■ Job item
List each line of the rows below that contains the word "target". Letter case matters.

[Saved entries]
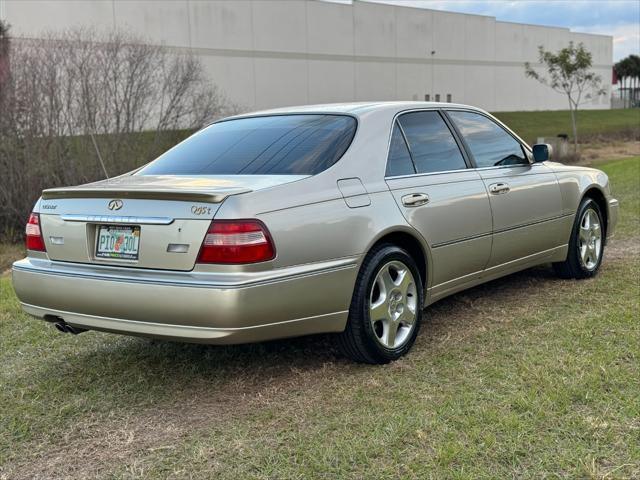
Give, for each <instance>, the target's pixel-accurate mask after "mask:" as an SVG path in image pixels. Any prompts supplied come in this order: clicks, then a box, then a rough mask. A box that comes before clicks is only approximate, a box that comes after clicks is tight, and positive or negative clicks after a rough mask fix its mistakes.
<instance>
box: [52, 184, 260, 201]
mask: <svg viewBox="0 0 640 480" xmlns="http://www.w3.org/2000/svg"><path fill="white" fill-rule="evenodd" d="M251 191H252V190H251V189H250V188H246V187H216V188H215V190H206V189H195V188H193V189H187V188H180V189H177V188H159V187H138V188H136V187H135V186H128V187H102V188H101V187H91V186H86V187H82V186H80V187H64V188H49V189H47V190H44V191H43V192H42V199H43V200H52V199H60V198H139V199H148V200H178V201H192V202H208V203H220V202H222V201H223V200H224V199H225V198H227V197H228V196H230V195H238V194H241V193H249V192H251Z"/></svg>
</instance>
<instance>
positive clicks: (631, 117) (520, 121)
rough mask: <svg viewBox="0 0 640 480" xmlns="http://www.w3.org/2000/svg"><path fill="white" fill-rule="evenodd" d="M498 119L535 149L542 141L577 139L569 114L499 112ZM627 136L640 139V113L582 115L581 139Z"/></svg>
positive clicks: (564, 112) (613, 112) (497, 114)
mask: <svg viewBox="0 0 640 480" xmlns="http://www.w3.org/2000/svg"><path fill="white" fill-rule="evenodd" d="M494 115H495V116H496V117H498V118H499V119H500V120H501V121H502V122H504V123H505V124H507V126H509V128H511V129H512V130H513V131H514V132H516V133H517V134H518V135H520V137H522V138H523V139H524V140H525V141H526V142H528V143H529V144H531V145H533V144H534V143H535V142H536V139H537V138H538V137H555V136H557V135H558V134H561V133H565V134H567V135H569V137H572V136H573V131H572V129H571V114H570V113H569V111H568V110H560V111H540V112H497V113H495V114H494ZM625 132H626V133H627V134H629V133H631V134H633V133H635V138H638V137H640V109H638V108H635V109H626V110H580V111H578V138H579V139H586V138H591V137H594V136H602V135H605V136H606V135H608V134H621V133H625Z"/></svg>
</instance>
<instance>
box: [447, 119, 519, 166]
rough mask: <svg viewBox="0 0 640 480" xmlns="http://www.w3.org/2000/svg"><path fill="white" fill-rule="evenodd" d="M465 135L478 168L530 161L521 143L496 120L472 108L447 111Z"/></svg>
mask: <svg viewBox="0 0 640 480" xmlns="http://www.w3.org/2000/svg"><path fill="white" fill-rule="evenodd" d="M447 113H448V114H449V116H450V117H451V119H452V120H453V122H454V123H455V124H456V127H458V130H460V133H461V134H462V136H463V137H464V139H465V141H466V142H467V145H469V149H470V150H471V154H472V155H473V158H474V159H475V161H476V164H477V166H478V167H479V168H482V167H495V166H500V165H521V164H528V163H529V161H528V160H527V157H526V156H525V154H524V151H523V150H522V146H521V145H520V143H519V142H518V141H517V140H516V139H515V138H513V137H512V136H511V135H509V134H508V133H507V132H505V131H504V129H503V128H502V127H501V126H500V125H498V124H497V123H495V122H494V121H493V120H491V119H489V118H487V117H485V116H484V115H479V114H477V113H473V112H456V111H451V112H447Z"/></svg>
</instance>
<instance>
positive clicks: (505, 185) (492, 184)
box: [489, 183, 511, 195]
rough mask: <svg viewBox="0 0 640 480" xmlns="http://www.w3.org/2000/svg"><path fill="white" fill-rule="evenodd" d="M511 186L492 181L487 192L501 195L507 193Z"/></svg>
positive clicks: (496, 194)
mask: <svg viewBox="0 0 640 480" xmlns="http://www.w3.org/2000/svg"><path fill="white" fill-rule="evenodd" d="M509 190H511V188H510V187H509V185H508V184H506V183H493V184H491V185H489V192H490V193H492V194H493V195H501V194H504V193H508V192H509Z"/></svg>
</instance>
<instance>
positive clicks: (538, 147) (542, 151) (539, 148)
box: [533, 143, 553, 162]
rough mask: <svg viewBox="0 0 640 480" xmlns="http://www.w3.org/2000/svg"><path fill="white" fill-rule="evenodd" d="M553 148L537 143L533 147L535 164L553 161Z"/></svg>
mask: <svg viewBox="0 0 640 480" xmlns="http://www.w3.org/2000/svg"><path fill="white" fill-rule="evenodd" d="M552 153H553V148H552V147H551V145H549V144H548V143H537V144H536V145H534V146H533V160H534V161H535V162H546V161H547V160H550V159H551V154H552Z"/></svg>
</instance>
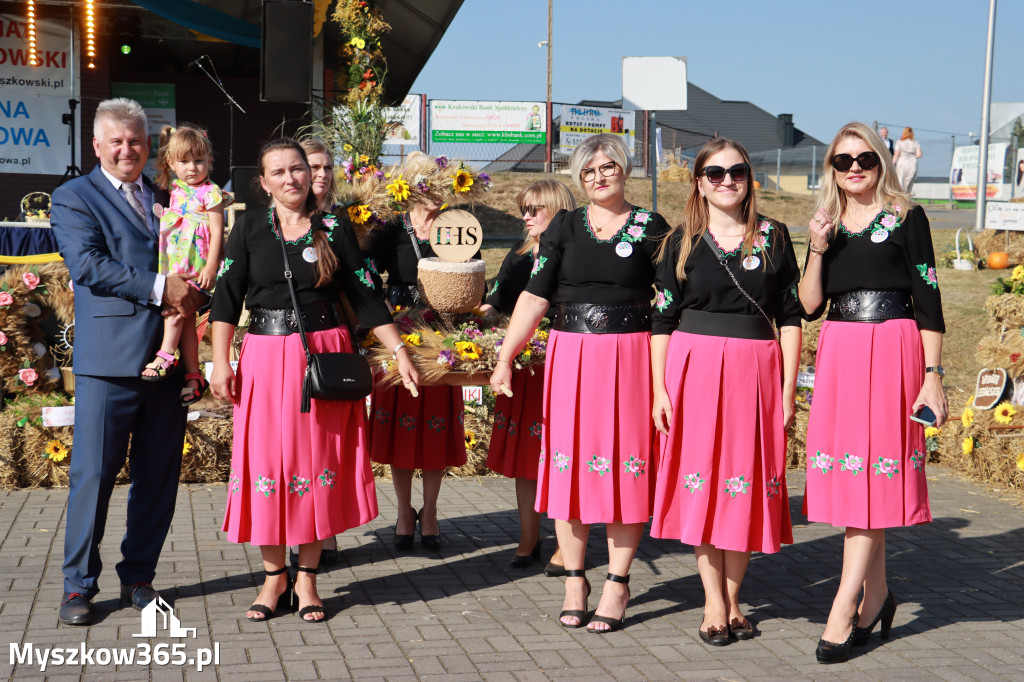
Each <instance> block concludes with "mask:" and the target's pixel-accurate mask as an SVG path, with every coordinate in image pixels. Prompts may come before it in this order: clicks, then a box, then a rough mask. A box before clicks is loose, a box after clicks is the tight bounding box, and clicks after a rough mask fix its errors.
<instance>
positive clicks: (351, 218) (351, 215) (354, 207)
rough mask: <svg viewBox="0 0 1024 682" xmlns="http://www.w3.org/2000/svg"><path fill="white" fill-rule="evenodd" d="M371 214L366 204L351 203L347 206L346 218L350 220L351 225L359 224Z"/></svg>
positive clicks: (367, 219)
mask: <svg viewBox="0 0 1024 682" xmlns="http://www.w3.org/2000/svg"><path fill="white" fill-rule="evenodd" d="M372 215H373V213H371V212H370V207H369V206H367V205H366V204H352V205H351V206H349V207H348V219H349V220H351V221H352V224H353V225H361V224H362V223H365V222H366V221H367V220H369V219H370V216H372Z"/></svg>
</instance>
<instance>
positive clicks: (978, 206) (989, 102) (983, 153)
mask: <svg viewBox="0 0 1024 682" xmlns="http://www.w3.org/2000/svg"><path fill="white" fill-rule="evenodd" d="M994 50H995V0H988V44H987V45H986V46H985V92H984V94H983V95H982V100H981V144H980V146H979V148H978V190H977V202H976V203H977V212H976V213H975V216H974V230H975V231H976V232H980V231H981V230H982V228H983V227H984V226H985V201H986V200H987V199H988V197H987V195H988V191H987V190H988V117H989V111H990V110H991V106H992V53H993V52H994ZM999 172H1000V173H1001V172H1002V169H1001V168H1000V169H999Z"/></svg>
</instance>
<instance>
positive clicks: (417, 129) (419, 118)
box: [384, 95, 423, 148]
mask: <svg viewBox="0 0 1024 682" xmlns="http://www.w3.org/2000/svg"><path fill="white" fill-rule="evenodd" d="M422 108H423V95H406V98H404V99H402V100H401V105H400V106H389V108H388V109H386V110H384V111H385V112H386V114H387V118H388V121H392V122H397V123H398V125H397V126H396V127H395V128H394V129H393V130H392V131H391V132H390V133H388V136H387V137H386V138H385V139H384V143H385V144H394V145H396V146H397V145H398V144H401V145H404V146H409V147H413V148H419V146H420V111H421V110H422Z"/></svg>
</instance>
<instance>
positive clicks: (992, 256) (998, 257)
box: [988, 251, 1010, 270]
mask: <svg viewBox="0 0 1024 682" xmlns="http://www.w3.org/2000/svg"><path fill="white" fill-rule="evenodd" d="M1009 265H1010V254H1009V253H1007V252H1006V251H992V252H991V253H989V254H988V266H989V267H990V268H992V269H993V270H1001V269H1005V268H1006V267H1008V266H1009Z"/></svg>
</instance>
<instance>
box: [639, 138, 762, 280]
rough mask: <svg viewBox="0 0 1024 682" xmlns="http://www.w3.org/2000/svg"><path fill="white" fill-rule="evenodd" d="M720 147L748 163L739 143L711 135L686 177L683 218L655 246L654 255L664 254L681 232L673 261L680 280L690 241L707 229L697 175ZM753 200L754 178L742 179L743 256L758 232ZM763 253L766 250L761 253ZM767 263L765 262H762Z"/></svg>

■ Exercise response
Give, for each <instance>, the target's pixel-accurate mask after "mask:" as an SVG path in image pixels. Any prompts supplied come in this order: clicks, then a box, then a rough mask. A box that comes before clicks is only approximate, a box that comes after clicks is tight, and positive or negative clicks after a rough mask fix its mistakes.
Each <instance> block concludes with "mask:" and the target's pixel-accurate mask as an SVG path, with every coordinate in image pixels. Prompts may come before it in this order: clicks, then a box, then a rough mask. A box before clicks is loose, a box after clicks is the tight bounding box, and clicks after a rough mask fix its errors.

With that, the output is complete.